AWS Announces Satellite Download Service

On November 27th at AWS re:Invent, Amazon Web Services, Inc. (AWS) announced AWS Ground Station. Ground Station is a new service that enables customers to download data from satellites into AWS Global Infrastructure Regions using a fully managed network of 12 ground station antennas located around the world. Using AWS Ground Station, customers can save up to 80 percent of their ground station costs by paying for antenna access time on demand. 


On November 27th at AWS re:Invent, Amazon Web Services, Inc. (AWS) announced AWS Ground Station. Ground Station is a new service that enables customers to download data from satellites into AWS Global Infrastructure Regions using a fully managed network of 12 ground station antennas located around the world. Using AWS Ground Station, customers can save up to 80 percent of their ground station costs by paying for antenna access time on demand.

The graphical interface allows you to identify antenna locations and communications windows, then schedule by-the-minute time on the appropriate antenna. Amazon also says you can cancel or reschedule prior to the scheduled contact time. Because many AWS Ground Station antennas are co-located with AWS Regions, customers have low-latency, local access to other AWS services to process and store this data. One example Amazon gives is: use Amazon EC2 to control satellites and downlink data to store and share the data in Amazon S3, then use Amazon Virtual Private Cloud (Amazon VPC) for secure communications between Amazon EC2 instances, and finally hunt for real-time business insights with Amazon Kinesis Data Streams and Amazon Elastic Map Reduce.

**Material provided**

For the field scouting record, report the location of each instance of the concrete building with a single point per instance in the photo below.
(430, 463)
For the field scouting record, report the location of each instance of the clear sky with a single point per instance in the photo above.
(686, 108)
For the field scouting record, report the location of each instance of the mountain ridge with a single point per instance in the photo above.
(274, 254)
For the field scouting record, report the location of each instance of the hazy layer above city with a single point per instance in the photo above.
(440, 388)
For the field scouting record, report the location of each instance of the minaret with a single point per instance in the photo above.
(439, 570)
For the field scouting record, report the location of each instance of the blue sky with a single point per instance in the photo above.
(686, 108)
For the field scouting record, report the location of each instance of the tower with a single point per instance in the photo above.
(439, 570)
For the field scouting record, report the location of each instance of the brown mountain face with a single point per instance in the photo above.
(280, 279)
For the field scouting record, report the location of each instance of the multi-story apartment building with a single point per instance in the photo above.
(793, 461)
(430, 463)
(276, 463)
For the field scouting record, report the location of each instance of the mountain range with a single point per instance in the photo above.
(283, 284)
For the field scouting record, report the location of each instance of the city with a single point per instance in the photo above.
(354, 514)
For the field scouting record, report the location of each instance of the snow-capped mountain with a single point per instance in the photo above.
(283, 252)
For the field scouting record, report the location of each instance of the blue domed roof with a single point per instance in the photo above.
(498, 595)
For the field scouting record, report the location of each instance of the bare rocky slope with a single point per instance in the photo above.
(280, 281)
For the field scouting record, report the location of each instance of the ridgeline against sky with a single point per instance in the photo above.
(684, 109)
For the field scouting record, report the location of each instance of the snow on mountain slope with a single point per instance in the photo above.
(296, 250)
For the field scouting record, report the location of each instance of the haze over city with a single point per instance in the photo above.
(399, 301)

==

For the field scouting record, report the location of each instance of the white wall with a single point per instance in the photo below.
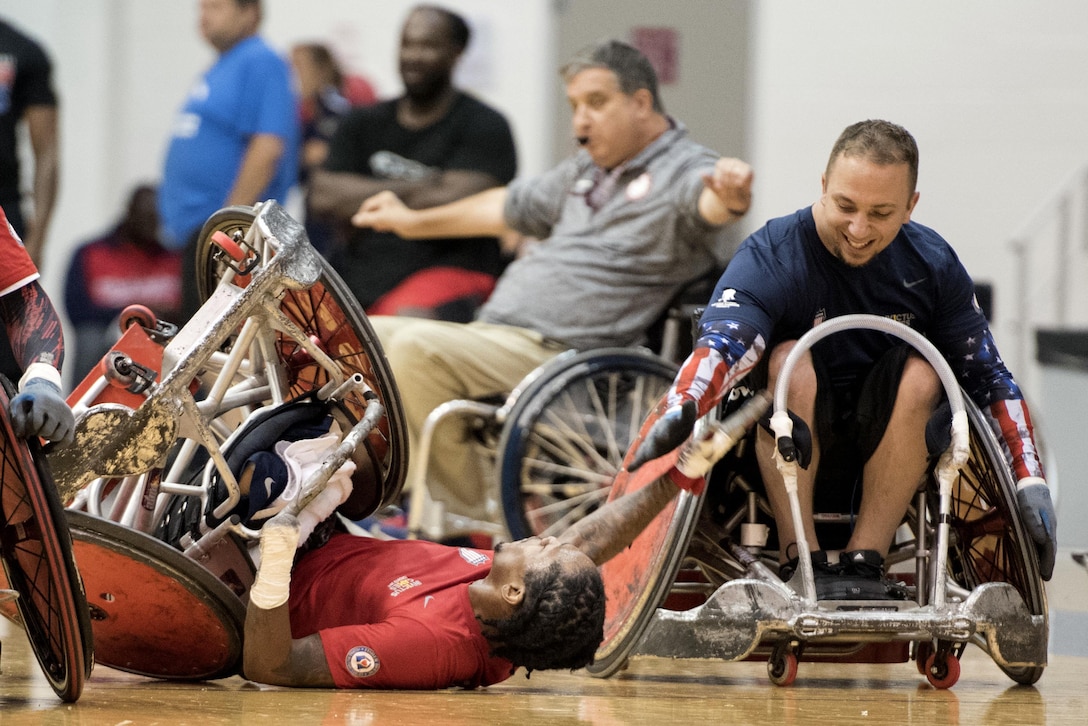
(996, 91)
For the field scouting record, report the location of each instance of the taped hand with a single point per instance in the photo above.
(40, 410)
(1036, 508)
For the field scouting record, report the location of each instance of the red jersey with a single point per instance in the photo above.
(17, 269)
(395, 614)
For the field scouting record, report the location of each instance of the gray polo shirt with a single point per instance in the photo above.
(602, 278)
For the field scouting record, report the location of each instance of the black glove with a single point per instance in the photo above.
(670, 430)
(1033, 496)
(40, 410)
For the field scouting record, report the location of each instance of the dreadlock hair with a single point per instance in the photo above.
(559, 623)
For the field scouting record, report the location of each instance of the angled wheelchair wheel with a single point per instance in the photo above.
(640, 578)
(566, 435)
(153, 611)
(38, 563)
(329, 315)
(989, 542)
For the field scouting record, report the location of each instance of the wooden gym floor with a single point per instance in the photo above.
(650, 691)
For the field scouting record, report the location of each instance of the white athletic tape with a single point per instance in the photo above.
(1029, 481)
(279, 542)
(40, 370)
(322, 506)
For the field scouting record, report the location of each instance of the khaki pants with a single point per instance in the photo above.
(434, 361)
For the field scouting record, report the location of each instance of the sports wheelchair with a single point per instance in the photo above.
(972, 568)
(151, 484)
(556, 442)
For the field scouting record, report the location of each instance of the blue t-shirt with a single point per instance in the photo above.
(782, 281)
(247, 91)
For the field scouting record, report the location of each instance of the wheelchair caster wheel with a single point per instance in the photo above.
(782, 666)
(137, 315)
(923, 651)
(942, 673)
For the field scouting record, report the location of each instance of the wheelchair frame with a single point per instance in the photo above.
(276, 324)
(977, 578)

==

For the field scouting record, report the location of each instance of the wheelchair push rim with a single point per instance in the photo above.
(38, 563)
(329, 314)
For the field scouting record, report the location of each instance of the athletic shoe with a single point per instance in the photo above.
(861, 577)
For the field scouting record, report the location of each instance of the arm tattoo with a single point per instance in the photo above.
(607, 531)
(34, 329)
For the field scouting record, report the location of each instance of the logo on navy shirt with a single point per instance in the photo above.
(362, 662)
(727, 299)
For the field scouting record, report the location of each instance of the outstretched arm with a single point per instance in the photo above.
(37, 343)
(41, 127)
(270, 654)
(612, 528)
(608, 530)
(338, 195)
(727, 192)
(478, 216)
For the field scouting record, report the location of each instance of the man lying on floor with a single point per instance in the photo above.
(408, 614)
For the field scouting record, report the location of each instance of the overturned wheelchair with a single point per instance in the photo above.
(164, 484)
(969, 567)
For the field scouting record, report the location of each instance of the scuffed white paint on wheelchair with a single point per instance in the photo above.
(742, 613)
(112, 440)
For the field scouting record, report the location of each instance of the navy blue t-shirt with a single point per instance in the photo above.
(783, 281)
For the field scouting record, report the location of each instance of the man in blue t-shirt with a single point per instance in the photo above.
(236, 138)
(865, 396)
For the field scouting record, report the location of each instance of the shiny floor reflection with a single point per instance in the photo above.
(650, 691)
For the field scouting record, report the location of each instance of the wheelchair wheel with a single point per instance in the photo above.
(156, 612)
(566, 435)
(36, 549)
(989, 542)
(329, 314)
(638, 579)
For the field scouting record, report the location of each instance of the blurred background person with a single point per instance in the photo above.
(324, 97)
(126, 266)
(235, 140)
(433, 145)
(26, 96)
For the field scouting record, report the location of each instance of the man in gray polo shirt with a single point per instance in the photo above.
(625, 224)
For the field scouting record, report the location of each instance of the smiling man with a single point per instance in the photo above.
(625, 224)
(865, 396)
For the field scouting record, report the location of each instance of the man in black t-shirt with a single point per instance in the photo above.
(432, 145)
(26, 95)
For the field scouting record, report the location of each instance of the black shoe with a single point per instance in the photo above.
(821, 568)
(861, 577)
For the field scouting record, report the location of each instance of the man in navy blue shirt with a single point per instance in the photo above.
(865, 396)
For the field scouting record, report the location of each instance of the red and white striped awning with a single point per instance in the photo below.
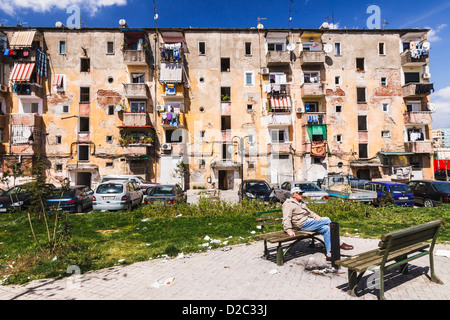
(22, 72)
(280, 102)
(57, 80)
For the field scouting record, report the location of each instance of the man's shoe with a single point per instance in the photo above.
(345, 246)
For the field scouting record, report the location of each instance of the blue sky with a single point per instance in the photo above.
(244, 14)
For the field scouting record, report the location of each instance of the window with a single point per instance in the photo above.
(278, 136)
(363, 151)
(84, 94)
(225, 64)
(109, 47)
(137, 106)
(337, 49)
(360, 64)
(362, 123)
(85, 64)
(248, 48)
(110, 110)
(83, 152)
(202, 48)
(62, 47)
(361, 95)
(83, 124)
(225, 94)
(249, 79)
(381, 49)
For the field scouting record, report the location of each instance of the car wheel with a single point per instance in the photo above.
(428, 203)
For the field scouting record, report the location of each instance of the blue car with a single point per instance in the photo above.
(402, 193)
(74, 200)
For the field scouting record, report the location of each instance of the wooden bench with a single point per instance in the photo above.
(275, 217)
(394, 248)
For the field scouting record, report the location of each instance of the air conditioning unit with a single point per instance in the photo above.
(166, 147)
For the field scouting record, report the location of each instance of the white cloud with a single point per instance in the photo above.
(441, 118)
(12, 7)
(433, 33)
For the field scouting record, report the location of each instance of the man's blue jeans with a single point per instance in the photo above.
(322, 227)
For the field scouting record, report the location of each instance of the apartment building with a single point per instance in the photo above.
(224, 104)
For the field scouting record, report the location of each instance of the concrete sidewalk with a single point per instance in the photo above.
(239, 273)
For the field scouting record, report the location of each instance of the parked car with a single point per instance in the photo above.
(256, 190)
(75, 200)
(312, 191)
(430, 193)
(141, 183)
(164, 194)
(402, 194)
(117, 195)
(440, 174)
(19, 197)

**Stated task A**
Update the AWS Ground Station announcement, starting with "The graphical interface" and going on through "Elastic Map Reduce.", so that "graphical interface" is replaced by "web console".
**Stated task B**
Write what comes next in the AWS Ground Station announcement, picking up after its final sentence.

**Final result A**
The web console allows you to identify antenna locations and communications windows, then schedule by-the-minute time on the appropriate antenna. Amazon also says you can cancel or reschedule prior to the scheduled contact time. Because many AWS Ground Station antennas are co-located with AWS Regions, customers have low-latency, local access to other AWS services to process and store this data. One example Amazon gives is: use Amazon EC2 to control satellites and downlink data to store and share the data in Amazon S3, then use Amazon Virtual Private Cloud (Amazon VPC) for secure communications between Amazon EC2 instances, and finally hunt for real-time business insights with Amazon Kinesis Data Streams and Amazon Elastic Map Reduce.

**Final result B**
Not content with radically expanding their services to include downloading data from satellites orbiting the planet in space, Amazon Web Services announced several other new services and updates of interest. AWS launched Private Marketplace this week as well as a number of new IoT applications.

AWS Private Marketplace is essentially a customizable version of AWS Marketplace. Marketplace is AWS's curated digital catalog of third-party software. It now counts 160 container products that can be deployed on Amazon Elastic Container Service (Amazon ECS) and Amazon ECS for Kubernetes (Amazon EKS). Private Marketplace allows IT admins to create customized catalogs of a subset of the full marketplace. This is useful for keeping track of which third-party vendors that align with an organization’s vendor and product policies or just for earmarking commonly used products to save time trawling through the full catalog.

AWS announced four new IoT focused services:

  • AWS IoT Greengrass Connectors (available today) is a new feature of AWS IoT Greengrass intended to provide better interfacing with third-party applications. Or perhaps its better described as a series of features. AWS provides a list of 11 connector interfaces for Greengrass including one that allows reads and writes to a serial port on the core device!
  • AWS IoT SiteWise (available in preview) is a managed service that collects data from the plant floor, structures. It then labels the data, and generates real-time key performance indicators to allow for data-driven decisions.
  • AWS IoT Events (available in preview) is a managed service that makes it easy for industrial, consumer, and commercial customers to detect and respond to events from many different IoT sensors and applications. Events are patterns of data that identify changes in equipment like a conveyor belt becoming stuck or a motion sensor detecting movement after hours. Using IoT Events, customers can easily detect events like this at massive scale by analyzing data across thousands of IoT sensors and hundreds of equipment management applications in real time. For example, when temperature changes indicate that a freezer door is not sealing properly, business logic can be used through AWS IoT Events to send a text message to a service technician.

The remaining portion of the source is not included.